_Text shown_.
▬▬▬▬▬▬
Baker Haus 9 Herbs & Spices Oven-Fried Chicken

This mouth-watering, herb-a-licious, crispy coated chicken is my favorite non-messy way to make fried chicken. It's a result of combining three recipes; one for the awesome coating, one for the dipping, and another for the cooking. You melt margarine (butter may burn) & shortening in the baking pan in the preheating oven.

Work quickly enough to place the chicken in the pan just after the oils are melted, but before they get too hot & start smoking. You are using the preheated prepared pan and oven as a method of 'frying', so everything needs to be nice & hot so the oils don't just soak into the coating. You may find you want to prepare the chicken ahead of the melting time, letting it sit while the oven & pan are preheating, until you learn how quickly you can go through the steps..

The coating mix makes up a large batch that can be stored away in the cupboard for several meals worth. I only use between ½ and 1 cup of it each time, depending on how much chicken I'm making.
▬▬▬▬▬▬
(Coordinate annotation records)
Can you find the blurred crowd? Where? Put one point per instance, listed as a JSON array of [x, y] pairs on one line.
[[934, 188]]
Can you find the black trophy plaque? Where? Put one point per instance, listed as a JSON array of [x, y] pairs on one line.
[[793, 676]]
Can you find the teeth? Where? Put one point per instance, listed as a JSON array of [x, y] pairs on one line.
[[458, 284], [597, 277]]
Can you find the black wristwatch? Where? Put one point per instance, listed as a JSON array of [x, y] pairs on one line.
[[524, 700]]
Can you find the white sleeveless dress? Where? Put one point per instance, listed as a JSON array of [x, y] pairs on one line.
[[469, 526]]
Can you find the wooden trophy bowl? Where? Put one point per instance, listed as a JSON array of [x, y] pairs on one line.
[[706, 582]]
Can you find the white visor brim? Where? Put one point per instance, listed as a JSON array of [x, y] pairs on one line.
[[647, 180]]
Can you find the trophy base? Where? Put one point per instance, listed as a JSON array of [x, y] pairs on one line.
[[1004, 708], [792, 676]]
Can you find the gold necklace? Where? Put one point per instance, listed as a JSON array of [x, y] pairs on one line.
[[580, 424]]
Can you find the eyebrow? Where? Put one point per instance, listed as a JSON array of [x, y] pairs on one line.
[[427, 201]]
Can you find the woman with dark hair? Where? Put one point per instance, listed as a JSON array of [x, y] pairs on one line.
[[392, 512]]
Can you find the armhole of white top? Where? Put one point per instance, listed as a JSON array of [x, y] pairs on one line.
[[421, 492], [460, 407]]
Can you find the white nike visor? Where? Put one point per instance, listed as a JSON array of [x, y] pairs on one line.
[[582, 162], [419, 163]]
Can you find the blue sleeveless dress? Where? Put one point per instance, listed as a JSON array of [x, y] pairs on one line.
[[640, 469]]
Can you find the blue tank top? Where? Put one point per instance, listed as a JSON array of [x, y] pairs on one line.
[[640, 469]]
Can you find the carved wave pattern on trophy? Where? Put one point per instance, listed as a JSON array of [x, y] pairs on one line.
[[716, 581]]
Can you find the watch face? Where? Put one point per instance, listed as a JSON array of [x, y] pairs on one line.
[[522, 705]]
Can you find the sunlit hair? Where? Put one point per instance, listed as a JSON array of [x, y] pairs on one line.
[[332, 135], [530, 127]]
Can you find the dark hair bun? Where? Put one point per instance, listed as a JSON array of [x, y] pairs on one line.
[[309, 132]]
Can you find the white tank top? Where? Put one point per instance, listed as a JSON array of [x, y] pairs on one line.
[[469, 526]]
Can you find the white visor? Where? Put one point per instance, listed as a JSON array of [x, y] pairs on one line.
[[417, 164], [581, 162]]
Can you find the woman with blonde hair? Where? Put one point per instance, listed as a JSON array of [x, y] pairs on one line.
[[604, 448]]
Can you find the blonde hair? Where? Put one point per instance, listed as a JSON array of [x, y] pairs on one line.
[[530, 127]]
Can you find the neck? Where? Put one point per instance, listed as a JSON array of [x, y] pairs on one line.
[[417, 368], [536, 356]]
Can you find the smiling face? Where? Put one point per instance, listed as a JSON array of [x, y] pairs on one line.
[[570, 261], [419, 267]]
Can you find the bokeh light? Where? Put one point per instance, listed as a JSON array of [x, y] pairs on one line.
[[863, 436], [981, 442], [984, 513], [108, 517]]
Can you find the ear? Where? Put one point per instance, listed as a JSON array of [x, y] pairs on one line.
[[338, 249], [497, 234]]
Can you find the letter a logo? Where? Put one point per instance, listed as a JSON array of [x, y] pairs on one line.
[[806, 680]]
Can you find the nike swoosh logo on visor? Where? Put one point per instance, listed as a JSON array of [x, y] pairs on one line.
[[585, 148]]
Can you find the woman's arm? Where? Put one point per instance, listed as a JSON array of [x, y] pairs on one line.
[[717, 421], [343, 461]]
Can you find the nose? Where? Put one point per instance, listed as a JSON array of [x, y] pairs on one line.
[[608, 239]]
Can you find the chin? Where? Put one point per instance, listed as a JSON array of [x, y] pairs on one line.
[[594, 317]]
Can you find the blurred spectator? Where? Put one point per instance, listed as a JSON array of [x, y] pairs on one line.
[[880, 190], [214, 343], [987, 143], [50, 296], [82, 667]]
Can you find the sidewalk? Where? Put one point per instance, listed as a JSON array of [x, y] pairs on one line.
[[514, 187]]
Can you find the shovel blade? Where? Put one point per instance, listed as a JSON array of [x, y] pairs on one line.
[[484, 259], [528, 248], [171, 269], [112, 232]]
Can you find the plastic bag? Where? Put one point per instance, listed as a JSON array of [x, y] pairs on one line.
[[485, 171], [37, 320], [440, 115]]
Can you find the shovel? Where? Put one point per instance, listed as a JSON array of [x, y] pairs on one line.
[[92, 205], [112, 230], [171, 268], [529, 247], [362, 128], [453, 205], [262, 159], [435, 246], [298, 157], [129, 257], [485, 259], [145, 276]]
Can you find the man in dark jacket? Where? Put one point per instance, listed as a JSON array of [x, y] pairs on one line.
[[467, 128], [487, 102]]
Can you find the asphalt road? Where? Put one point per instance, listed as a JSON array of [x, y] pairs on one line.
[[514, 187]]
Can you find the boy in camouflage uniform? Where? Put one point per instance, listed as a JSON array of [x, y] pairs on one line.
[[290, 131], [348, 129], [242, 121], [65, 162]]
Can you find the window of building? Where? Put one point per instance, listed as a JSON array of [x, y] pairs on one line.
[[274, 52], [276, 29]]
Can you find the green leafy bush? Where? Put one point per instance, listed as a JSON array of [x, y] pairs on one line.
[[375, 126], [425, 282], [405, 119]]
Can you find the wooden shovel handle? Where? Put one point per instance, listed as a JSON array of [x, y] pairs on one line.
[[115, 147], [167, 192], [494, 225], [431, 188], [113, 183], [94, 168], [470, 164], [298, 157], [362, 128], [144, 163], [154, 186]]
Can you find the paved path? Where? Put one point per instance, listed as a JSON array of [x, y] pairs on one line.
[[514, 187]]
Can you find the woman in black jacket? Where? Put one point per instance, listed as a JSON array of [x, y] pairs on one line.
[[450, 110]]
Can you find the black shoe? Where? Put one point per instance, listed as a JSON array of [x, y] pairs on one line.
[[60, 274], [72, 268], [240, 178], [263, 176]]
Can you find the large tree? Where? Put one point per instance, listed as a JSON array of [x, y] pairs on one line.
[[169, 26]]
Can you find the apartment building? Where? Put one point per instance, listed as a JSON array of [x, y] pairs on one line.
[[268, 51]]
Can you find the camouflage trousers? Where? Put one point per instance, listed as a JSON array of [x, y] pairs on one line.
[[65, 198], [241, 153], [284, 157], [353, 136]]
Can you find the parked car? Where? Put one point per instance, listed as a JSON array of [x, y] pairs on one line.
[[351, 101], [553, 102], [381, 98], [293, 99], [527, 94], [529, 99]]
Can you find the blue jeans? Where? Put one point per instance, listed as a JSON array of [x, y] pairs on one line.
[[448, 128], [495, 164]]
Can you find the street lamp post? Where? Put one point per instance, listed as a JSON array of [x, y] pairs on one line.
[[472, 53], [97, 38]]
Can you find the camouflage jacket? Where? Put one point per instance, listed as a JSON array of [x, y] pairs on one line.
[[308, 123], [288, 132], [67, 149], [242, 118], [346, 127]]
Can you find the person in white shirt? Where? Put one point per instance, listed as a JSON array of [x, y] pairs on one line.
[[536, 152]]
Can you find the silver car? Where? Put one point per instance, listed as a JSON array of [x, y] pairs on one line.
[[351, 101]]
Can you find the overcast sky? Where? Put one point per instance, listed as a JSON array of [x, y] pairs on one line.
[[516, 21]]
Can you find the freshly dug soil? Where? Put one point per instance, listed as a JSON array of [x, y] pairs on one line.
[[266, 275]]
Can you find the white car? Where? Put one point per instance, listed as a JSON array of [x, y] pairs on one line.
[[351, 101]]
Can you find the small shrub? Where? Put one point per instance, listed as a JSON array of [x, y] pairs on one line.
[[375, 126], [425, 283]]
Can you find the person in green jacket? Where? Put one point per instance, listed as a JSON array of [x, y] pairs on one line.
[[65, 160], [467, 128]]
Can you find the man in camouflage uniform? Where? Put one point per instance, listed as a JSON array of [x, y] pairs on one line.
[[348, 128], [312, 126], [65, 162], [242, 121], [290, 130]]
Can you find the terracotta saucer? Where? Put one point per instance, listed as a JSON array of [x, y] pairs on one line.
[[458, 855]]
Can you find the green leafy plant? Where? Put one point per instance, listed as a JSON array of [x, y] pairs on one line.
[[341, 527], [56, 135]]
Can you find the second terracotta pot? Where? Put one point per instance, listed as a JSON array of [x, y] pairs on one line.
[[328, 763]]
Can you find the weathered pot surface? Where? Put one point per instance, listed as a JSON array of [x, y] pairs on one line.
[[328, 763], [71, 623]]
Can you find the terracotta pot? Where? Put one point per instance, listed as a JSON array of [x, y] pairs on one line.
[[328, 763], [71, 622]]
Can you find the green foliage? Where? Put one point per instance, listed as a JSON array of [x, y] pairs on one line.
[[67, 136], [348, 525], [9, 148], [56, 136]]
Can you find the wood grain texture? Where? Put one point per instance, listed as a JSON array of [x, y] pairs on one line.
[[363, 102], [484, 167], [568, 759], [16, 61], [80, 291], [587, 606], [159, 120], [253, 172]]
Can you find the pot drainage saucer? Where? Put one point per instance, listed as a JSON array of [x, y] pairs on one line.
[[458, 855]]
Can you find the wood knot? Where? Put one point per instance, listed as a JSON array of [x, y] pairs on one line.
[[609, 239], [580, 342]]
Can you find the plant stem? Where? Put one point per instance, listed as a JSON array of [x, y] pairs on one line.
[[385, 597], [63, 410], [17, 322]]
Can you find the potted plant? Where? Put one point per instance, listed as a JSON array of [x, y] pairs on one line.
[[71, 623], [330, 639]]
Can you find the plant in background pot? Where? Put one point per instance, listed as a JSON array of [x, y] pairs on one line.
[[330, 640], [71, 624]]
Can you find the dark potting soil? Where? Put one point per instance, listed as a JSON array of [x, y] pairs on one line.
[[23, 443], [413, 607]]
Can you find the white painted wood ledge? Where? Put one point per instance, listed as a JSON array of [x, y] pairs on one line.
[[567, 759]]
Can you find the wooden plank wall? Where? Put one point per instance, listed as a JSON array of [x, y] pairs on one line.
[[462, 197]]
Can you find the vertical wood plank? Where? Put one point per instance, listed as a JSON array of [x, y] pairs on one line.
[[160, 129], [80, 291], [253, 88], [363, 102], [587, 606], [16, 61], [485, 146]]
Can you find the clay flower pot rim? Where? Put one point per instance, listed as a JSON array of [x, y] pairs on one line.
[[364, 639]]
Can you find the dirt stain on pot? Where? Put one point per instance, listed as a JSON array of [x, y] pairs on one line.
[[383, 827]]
▬▬▬▬▬▬
_Directive_. According to the oven-fried chicken text, how much of the coating mix is used each time? The records are not needed for this work.

_Completed exercise_. Between ½ and 1 cup, depending on how much chicken is being made.